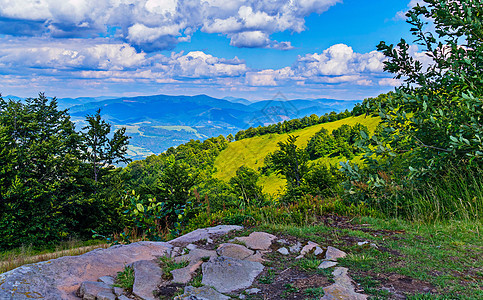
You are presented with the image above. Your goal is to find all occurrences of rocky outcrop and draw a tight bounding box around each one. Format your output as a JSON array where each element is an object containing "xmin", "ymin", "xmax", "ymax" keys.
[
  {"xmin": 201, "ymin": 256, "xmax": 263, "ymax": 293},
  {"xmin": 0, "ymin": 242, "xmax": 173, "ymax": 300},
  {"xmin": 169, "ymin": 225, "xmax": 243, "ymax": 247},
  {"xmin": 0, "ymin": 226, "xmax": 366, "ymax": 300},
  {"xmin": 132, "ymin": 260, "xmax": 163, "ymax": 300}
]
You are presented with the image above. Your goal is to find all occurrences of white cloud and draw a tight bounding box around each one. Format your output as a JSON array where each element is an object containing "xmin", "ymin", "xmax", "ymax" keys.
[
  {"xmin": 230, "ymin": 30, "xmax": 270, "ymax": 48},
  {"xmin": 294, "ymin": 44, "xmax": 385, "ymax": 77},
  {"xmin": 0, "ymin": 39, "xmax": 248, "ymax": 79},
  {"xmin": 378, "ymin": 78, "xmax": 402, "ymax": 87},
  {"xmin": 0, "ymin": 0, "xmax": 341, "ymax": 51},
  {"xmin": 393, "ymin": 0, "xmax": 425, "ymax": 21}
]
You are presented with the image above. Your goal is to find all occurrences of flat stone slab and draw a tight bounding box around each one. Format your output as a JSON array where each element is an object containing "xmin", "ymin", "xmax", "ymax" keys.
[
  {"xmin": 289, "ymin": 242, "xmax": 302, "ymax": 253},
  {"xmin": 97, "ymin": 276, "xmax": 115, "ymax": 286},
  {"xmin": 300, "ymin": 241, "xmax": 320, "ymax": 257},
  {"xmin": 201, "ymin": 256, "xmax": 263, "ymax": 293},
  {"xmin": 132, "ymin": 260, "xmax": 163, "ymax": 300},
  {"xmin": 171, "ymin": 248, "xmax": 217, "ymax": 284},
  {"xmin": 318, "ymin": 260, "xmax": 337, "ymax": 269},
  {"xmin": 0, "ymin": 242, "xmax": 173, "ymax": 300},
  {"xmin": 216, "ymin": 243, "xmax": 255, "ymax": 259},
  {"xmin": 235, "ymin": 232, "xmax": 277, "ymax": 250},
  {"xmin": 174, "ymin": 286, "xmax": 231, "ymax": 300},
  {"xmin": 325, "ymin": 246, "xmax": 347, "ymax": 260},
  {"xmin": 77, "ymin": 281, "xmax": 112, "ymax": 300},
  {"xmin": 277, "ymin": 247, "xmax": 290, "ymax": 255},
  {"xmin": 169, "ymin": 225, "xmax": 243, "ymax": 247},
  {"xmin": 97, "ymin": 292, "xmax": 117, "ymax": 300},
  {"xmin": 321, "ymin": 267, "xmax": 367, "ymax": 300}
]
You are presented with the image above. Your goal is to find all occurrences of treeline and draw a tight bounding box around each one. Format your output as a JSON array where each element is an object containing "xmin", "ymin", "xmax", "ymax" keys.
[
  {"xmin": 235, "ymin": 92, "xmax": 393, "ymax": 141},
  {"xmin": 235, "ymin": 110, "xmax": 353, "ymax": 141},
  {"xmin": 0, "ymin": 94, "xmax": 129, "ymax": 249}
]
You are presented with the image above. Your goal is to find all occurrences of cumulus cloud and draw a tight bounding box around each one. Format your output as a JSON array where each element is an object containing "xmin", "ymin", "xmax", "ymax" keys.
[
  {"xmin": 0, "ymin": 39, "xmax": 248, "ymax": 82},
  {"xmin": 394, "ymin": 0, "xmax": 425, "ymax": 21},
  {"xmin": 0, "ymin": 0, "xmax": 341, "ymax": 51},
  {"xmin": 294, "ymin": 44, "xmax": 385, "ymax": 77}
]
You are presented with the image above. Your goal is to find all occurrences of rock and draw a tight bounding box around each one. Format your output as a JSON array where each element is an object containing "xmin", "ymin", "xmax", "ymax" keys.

Aim of the task =>
Reproduce all of the items above word for word, but leave the picture out of your answer.

Full answer =>
You are presented with the image above. Your goal is to find all occurrences of rocky outcrop and draw a tight bounding box around each one. Format your output as a JSON array where each element is an object containing "xmin", "ymin", "xmax", "ymax" keys.
[
  {"xmin": 201, "ymin": 256, "xmax": 263, "ymax": 293},
  {"xmin": 0, "ymin": 242, "xmax": 173, "ymax": 300},
  {"xmin": 169, "ymin": 225, "xmax": 243, "ymax": 247},
  {"xmin": 0, "ymin": 226, "xmax": 366, "ymax": 300},
  {"xmin": 132, "ymin": 260, "xmax": 163, "ymax": 300}
]
You are presented with the image above. Your goal is to find all occurrences of white cloud and draw a tight bounding box around each one. Format your output as a JSON array where each element is an object containing "xmin", "ymin", "xmax", "ymax" keys.
[
  {"xmin": 230, "ymin": 30, "xmax": 270, "ymax": 48},
  {"xmin": 294, "ymin": 44, "xmax": 385, "ymax": 77},
  {"xmin": 0, "ymin": 39, "xmax": 248, "ymax": 79},
  {"xmin": 378, "ymin": 78, "xmax": 402, "ymax": 87},
  {"xmin": 0, "ymin": 0, "xmax": 341, "ymax": 51},
  {"xmin": 393, "ymin": 0, "xmax": 425, "ymax": 21}
]
You are presented with the image above. Your goal is to find all occurrences of flat stone slab and draw a tight bounding box around each one. Format your output as a JSON array where each element is an object containing "xmin", "ymin", "xmax", "ymax" keys.
[
  {"xmin": 289, "ymin": 242, "xmax": 302, "ymax": 253},
  {"xmin": 97, "ymin": 276, "xmax": 115, "ymax": 286},
  {"xmin": 300, "ymin": 241, "xmax": 320, "ymax": 257},
  {"xmin": 201, "ymin": 256, "xmax": 263, "ymax": 293},
  {"xmin": 132, "ymin": 260, "xmax": 163, "ymax": 300},
  {"xmin": 171, "ymin": 248, "xmax": 217, "ymax": 284},
  {"xmin": 318, "ymin": 260, "xmax": 337, "ymax": 269},
  {"xmin": 0, "ymin": 242, "xmax": 173, "ymax": 300},
  {"xmin": 216, "ymin": 243, "xmax": 255, "ymax": 259},
  {"xmin": 235, "ymin": 232, "xmax": 277, "ymax": 250},
  {"xmin": 174, "ymin": 286, "xmax": 231, "ymax": 300},
  {"xmin": 325, "ymin": 246, "xmax": 347, "ymax": 260},
  {"xmin": 77, "ymin": 281, "xmax": 112, "ymax": 300},
  {"xmin": 277, "ymin": 247, "xmax": 290, "ymax": 255},
  {"xmin": 169, "ymin": 225, "xmax": 243, "ymax": 247},
  {"xmin": 97, "ymin": 292, "xmax": 117, "ymax": 300},
  {"xmin": 321, "ymin": 267, "xmax": 367, "ymax": 300}
]
You are presented with the image above. Your goal is to find all occurrences of treeline and draw a tight bounding box around each one. Format your output as a JSON array where each element is an object containing "xmin", "ymin", "xmax", "ymax" keys.
[
  {"xmin": 235, "ymin": 92, "xmax": 393, "ymax": 141},
  {"xmin": 235, "ymin": 110, "xmax": 353, "ymax": 141},
  {"xmin": 0, "ymin": 94, "xmax": 129, "ymax": 249}
]
You are presented with the image above. Your goal is to find all occurrences of cumulus cloud and draw a tight bounding box around each one. Format your output as a JSON array where each element is an object containing "xmin", "ymin", "xmax", "ymax" keys.
[
  {"xmin": 0, "ymin": 39, "xmax": 248, "ymax": 82},
  {"xmin": 394, "ymin": 0, "xmax": 425, "ymax": 21},
  {"xmin": 0, "ymin": 0, "xmax": 341, "ymax": 51},
  {"xmin": 294, "ymin": 44, "xmax": 385, "ymax": 77}
]
You are presented with the image above. Your goal is to find all occurrences of rock and draw a tight bounding box around each one. Format your output as a JSON array where each element is an object containing "xmin", "ymin", "xmax", "ymax" keys.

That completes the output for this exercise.